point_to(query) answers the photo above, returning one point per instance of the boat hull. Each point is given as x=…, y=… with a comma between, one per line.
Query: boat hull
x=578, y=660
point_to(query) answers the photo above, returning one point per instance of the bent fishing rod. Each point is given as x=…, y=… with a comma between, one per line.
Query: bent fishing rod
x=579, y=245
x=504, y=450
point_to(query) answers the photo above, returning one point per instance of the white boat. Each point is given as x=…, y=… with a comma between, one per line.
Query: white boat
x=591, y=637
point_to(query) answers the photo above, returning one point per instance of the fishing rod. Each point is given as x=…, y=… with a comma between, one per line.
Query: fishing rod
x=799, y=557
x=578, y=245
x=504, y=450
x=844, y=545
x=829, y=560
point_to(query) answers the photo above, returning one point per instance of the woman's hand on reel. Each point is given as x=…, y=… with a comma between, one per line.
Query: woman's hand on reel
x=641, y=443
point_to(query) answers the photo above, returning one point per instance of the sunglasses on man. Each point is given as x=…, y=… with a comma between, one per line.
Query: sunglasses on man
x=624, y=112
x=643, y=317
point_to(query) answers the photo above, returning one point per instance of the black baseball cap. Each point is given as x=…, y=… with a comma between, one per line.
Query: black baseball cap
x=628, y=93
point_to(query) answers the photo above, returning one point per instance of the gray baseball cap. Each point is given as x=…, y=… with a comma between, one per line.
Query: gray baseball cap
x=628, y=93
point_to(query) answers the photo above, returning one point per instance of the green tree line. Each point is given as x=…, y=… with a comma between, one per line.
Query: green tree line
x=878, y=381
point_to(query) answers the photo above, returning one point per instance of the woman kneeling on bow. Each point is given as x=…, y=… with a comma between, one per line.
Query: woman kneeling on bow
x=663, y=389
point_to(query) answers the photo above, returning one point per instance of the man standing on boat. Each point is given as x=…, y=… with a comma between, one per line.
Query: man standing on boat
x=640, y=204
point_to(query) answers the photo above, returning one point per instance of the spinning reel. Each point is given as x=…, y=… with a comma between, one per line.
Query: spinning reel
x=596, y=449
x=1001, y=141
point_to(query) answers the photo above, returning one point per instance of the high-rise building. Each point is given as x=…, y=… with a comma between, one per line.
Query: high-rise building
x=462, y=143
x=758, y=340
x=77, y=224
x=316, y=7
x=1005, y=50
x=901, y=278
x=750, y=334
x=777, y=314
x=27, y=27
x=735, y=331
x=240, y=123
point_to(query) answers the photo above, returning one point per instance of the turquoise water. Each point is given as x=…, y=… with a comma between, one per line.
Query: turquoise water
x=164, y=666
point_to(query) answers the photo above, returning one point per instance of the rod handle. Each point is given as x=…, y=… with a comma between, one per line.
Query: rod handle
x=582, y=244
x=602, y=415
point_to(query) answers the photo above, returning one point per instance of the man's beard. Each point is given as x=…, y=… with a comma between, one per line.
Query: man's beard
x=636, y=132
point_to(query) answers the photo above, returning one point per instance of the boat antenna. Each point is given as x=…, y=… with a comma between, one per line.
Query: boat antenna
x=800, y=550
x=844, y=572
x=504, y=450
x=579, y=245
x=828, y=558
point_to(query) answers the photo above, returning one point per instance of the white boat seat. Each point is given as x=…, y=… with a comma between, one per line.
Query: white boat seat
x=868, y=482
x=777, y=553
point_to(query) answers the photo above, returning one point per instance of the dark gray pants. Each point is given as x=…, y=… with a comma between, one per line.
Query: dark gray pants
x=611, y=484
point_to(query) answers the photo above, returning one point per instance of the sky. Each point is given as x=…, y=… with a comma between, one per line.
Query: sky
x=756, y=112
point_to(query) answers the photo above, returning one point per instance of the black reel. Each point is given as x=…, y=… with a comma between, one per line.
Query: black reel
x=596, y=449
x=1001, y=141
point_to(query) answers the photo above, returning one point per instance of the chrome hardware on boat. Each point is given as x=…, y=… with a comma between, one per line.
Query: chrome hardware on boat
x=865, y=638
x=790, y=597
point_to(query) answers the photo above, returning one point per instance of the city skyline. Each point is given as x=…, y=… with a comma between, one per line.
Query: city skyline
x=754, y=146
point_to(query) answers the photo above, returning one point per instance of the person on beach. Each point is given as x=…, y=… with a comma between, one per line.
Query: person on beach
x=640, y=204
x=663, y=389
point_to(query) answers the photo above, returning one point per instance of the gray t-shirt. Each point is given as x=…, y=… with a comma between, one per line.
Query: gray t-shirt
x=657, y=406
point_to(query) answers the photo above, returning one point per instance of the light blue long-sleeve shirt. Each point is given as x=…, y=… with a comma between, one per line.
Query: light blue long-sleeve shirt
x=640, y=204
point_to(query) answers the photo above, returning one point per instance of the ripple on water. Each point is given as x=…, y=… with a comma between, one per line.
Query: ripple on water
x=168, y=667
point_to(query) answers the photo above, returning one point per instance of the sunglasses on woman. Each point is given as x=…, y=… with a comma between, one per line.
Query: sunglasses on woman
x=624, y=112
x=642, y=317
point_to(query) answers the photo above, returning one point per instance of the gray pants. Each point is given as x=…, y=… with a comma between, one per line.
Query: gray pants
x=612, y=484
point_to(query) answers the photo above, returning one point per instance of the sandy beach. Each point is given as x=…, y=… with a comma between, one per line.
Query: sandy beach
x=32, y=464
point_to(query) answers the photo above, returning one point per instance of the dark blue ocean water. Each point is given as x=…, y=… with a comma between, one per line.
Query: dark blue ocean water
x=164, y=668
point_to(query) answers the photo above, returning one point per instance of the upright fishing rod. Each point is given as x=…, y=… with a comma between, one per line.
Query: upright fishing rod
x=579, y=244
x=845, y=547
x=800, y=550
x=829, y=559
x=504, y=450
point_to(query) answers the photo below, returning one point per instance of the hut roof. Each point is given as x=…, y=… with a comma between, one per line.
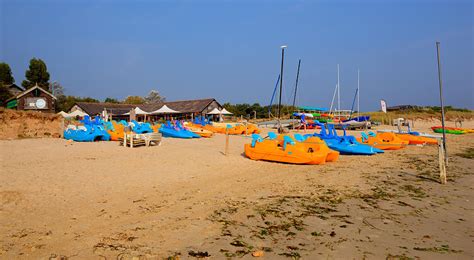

-.-.-

*What the exercise asks:* The answer must be the full listing, restated word for word, with no pictures in it.

*Solution to this problem:*
point_to(query) answers the photo above, returning one point per instance of the boat hull. Each point is given as x=…, y=… with a comma between, one per line.
Query: boat hull
x=578, y=660
point_to(query) answers the photo above, returning one point per instance of the bent fishing rod. Each point is given as x=…, y=… with a comma between, one per line.
Query: bent fishing rod
x=579, y=245
x=504, y=450
point_to(query) answers the photo above, returning one point per instance of the white boat. Each point is given as x=…, y=… with a comma between, one per line.
Query: white boat
x=591, y=637
point_to(query) answers the photo above, returning one point per instance of the fishing rod. Each point is given as x=…, y=… with a comma between, one per line.
Query: fishing rod
x=799, y=557
x=578, y=245
x=504, y=450
x=844, y=545
x=829, y=560
point_to(query) answers the photo above, returning one point per instance of the woman's hand on reel. Each point is given as x=…, y=… with a comma between, one per line.
Query: woman's hand on reel
x=641, y=443
point_to(query) answers the photo above, returning one point per instance of the sunglasses on man. Each point is given as x=…, y=… with a comma between, one per line.
Query: sunglasses on man
x=624, y=112
x=643, y=317
point_to(query) answers the photo above, returning one point per instance of the black baseball cap. Each point is given as x=…, y=… with a comma between, one per line.
Query: black baseball cap
x=628, y=93
point_to(query) answers the photo above, returning one point per instance of the gray baseball cap. Each point is given as x=…, y=… with a comma between, one per line.
Query: gray baseball cap
x=628, y=93
point_to(query) answers the photo above, returning one point per instance of the green tree line. Each point is given as x=…, y=… with a comma between, one per line.
Query: green tree line
x=878, y=381
point_to(query) answers the photo above, returning one point per instance of the woman kneeling on bow. Each point is given as x=…, y=… with a comma between, one per line.
Query: woman kneeling on bow
x=663, y=389
point_to(query) answers the photo above, returning one point per instance of the man standing on boat. Each point is given as x=…, y=… with a comma between, one per line.
Query: man standing on boat
x=640, y=204
point_to(query) answers the photo above, returning one point per instance of the spinning reel. Each point is given as x=…, y=… with a comma between, one per line.
Query: spinning reel
x=596, y=449
x=1001, y=141
point_to(query) answers the photo above, returning one point per instance of the high-rise building. Each point is given as x=…, y=… with a comma between, one per line.
Query: high-rise building
x=462, y=143
x=758, y=340
x=77, y=224
x=316, y=7
x=1005, y=50
x=901, y=278
x=750, y=334
x=777, y=314
x=27, y=27
x=735, y=331
x=240, y=123
point_to(query) answers the photo above, returning one point per instance of the turquoise water. Each point is given as x=…, y=… with a comma between, one per line.
Query: turquoise water
x=164, y=666
point_to(query) answers the photo above, returning one point per instance of the rod handle. Each point is given as x=…, y=… with a comma between, one per line.
Query: rod handle
x=582, y=244
x=602, y=415
point_to(query) answers the photo above, returning one point per instance of the man's beard. Each point is given as x=…, y=… with a comma between, one per line.
Query: man's beard
x=636, y=132
point_to(query) answers the photo above, returning one point per instance of the boat antenna. Each point is given as x=…, y=… with a comma between, one per line.
Query: boat antenna
x=800, y=550
x=844, y=572
x=504, y=450
x=579, y=245
x=828, y=558
point_to(query) answers the photo above, returning one point per instance of the white boat seat. Each point is given as x=…, y=… with a comma between, one per line.
Query: white boat seat
x=868, y=482
x=777, y=553
point_to(query) answers the photo above, returning one point per instance of the dark gray pants. Each point is given as x=…, y=… with a comma between, one per line.
Query: dark gray pants
x=611, y=484
point_to(query) answers the photo above, returning one point per instance of the sky. Each point is given as x=…, y=… with a comma between, one per line.
Query: sky
x=756, y=112
point_to(query) answers the photo above, returning one point per instance of the black reel. Each point is given as x=…, y=… with a comma between, one per line.
Query: black reel
x=596, y=449
x=1001, y=141
point_to(query) answers the photo above, returning one point per instance of the chrome hardware on boat. Each point is given as x=…, y=… with a comma between, one per line.
Query: chrome hardware on boat
x=865, y=638
x=790, y=597
point_to(query) answers the photo above, returning one point per instance of the city skyline. Each point is given as x=…, y=… with a comma between, one per line.
Query: city skyline
x=754, y=146
point_to(query) answers the photo above, returning one point per instance of the person on beach. Each point is given as x=…, y=… with a comma between, one per line.
Query: person on beach
x=640, y=204
x=663, y=389
point_to(query) answers the photo above, returning one point per instance of the gray t-shirt. Each point is given as x=…, y=… with a comma between, one per line.
Query: gray t-shirt
x=657, y=406
point_to(query) answers the photo above, returning one point per instance of the light blue long-sleeve shirt. Each point is given as x=…, y=… with a comma between, one per line.
Query: light blue long-sleeve shirt
x=640, y=204
point_to(query) answers the photo above, returning one point per instance of the ripple on water. Each point is given as x=…, y=… with a comma between, one per line.
Query: ripple on water
x=168, y=667
point_to(query) answers the photo above, returning one point per instance of the sunglasses on woman. Each point is given as x=…, y=… with a comma between, one per line.
Query: sunglasses on woman
x=624, y=112
x=642, y=317
point_to(query) answers the photo above, returning one point per instance of the gray pants. Each point is given as x=…, y=… with a comma between, one per line.
Query: gray pants
x=612, y=484
point_to(query) answers the photo above, returning one point per instance of the sandy beach. Each point is given as x=…, y=… with a comma between, one per line.
Query: sandy beach
x=32, y=464
point_to(query) answers the photo above, returning one point per instance of the dark blue ocean water. Each point is given as x=…, y=… with a comma between, one per line.
Query: dark blue ocean water
x=164, y=668
point_to(query) answers the photo above, returning one point per instance of the upright fishing rod. Each point is given as x=…, y=… with a comma between, one per line.
Query: upright fishing rod
x=579, y=244
x=845, y=547
x=800, y=550
x=829, y=559
x=504, y=450
point_to(query) answers the photo below, returning one point per instance of the hut roof. Each point is given as x=…, y=… with a comma between, one per line.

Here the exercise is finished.